What to work on -
A - Answer these from the abstract on rooting the eutherian tree:
(i) In which journal, and on what date, was it published?
(ii) How many nuclear genes make up the alignment in the dataset?
(iii) Which tree does the separate method favor?
B - Rewrite the stretch of the eutherian-tree abstract from "Here, in an" through "tree is favored.", swapping "armadillo" for "sloth".

Reading text -
================================

Rooting the eutherian tree: the power and pitfalls of phylogenomics
1 Graduate School of Bioscience and Biotechnology, Tokyo Institute of Technology, 4259-B-21 Nagatsuta-cho, Midori-ku, Yokohama 226-8501, Japan
2 Department of Statistical Modeling, Institute of Statistical Mathematics, 4-6-7 Minami-Azabu, Minato-ku, Tokyo 106-8569, Japan
3 School of Life Sciences, Fudan University, Handan Road 220#, Shanghai 200433, China
Genome Biology 2007, 8:R199 doi:10.1186/gb-2007-8-9-r199Published: 21 September 2007
Ongoing genome sequencing projects have led to a phylogenetic approach based on genome-scale data (phylogenomics), which is beginning to shed light on longstanding unresolved phylogenetic issues. The use of large datasets in phylogenomic analysis results in a global increase in resolution due to a decrease in sampling error. However, a fully resolved tree can still be wrong if the phylogenetic inference is biased.
Here, in an attempt to root the eutherian tree using genome-scale data with the maximum likelihood method, we demonstrate a case in which a concatenate analysis strongly supports a putatively wrong tree, whereas the total evaluation of separate analyses of different genes grossly reduced the bias of the phylogenetic inference. A conventional method of concatenate analysis of nucleotide sequences from our dataset, which includes a more than 1 megabase alignment of 2,789 nuclear genes, suggests a misled monophyly of Afrotheria (for example, elephant) and Xenarthra (for example, armadillo) with 100% bootstrap probability. However, this tree is not supported by our 'separate method', which takes into account the different tempos and modes of evolution among genes, and instead the basal Afrotheria tree is favored.
Our analysis demonstrates that in cases in which there is great variation in evolutionary features among different genes, the separate model, rather than the concatenate model, should be used for phylogenetic inference, especially in genome-scale data.

================================

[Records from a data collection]

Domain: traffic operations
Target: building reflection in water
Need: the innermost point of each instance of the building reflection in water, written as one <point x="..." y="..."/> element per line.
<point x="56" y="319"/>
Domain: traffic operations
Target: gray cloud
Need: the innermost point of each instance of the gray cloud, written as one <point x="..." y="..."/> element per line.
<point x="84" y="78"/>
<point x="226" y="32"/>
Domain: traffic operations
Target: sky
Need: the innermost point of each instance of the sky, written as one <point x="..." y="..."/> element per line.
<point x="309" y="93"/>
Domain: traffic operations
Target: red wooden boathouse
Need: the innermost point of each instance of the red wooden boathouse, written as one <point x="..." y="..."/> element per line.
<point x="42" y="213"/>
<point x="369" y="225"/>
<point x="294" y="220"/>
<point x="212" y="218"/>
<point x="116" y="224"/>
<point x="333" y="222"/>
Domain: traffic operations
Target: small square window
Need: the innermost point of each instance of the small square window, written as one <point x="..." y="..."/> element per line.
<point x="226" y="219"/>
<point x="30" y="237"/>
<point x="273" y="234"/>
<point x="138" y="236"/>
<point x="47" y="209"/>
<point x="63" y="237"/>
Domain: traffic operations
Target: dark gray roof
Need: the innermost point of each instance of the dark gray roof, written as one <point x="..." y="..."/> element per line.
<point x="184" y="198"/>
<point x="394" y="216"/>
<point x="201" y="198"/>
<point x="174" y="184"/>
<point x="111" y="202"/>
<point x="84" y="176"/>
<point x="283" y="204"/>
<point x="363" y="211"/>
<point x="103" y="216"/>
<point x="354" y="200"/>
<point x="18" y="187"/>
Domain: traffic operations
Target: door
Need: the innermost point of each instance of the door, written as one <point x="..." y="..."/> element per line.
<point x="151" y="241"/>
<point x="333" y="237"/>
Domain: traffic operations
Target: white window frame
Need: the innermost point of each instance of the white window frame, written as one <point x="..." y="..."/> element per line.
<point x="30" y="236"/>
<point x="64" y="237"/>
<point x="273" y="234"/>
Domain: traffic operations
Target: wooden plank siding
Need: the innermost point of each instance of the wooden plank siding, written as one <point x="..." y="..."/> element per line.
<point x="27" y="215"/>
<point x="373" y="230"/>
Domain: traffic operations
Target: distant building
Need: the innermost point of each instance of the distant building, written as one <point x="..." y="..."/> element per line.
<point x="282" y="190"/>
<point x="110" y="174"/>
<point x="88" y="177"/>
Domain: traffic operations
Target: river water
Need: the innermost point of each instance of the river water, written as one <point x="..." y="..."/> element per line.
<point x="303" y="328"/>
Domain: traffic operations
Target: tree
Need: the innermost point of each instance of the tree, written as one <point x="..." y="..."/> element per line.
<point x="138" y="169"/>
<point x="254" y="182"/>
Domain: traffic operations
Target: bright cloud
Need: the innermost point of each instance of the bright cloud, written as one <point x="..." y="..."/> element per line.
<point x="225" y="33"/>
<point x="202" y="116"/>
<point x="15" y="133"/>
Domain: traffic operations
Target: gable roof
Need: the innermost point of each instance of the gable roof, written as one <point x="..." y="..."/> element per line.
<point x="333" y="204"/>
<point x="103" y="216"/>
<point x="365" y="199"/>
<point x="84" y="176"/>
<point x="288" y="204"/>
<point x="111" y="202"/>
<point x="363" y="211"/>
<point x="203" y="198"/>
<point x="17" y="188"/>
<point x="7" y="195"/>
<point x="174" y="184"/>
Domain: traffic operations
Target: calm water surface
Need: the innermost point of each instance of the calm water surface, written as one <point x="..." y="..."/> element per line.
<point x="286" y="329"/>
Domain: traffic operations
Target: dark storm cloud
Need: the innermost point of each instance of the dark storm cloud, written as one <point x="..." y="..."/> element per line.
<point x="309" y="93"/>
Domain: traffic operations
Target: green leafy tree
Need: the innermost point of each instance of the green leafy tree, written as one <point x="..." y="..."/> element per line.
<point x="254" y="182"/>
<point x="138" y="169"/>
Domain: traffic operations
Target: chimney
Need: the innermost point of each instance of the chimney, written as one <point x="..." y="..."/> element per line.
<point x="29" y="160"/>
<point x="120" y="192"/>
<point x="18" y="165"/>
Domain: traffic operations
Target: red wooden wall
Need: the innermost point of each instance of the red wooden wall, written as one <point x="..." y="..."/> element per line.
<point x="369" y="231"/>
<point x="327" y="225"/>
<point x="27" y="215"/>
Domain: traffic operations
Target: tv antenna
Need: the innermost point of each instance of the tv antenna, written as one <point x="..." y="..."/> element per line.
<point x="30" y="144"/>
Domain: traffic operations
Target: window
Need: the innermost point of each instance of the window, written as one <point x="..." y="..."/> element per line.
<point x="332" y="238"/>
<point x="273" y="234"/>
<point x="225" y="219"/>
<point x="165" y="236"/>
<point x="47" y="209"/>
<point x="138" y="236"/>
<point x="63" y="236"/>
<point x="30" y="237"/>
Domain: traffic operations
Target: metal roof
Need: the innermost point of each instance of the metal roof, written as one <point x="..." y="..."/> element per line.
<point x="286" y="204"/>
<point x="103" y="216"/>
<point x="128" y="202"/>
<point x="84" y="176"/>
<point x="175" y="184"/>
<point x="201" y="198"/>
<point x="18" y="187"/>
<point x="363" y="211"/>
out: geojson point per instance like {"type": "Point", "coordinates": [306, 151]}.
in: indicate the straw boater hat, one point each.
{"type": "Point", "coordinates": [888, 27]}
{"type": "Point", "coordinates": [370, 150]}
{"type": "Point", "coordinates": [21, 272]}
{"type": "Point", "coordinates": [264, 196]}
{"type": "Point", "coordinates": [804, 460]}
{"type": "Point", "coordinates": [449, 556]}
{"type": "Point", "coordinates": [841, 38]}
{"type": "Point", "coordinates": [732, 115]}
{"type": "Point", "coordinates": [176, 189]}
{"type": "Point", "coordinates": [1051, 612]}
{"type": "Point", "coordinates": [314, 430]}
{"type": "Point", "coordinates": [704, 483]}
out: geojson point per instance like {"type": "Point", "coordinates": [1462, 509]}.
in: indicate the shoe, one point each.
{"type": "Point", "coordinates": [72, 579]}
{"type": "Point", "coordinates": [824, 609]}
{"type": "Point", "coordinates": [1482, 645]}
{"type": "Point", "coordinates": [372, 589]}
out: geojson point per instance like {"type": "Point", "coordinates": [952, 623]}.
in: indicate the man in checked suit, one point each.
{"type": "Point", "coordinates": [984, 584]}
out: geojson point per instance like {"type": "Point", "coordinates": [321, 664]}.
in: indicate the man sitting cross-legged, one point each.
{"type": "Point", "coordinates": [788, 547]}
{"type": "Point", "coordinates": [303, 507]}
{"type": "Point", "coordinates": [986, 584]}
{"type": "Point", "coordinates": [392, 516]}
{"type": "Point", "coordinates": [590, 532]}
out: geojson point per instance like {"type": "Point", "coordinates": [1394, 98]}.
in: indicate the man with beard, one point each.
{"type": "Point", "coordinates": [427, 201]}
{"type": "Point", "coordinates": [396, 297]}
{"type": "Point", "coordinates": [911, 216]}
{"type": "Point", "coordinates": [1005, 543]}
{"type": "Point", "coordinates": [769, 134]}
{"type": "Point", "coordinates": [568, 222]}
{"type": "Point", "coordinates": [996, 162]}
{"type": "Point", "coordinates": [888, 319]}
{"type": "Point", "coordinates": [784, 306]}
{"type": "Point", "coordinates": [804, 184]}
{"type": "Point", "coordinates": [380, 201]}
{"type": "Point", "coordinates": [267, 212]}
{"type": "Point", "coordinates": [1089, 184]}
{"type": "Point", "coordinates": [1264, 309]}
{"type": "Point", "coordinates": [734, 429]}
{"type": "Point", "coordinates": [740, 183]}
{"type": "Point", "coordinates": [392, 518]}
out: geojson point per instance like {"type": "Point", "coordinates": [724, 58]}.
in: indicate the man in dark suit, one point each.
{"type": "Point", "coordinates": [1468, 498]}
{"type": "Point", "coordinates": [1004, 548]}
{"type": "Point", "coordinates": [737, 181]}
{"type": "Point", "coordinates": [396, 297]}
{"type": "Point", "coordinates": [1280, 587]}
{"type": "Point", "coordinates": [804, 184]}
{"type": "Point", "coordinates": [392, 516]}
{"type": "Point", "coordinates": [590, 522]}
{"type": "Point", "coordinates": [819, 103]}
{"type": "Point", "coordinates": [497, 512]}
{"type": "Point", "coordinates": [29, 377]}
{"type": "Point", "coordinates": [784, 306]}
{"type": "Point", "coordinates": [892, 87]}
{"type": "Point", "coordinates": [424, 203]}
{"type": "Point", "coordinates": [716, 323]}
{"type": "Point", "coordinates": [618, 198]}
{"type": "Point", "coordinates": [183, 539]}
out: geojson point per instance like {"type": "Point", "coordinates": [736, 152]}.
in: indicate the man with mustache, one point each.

================================

Answers per task -
A -
(i) Genome Biology, published 21 September 2007
(ii) 2,789
(iii) The basal Afrotheria tree

B -
Here, in an attempt to root the eutherian tree using genome-scale data with the maximum likelihood method, we demonstrate a case in which a concatenate analysis strongly supports a putatively wrong tree, whereas the total evaluation of separate analyses of different genes grossly reduced the bias of the phylogenetic inference. A conventional method of concatenate analysis of nucleotide sequences from our dataset, which includes a more than 1 megabase alignment of 2,789 nuclear genes, suggests a misled monophyly of Afrotheria (for example, elephant) and Xenarthra (for example, sloth) with 100% bootstrap probability. However, this tree is not supported by our 'separate method', which takes into account the different tempos and modes of evolution among genes, and instead the basal Afrotheria tree is favored.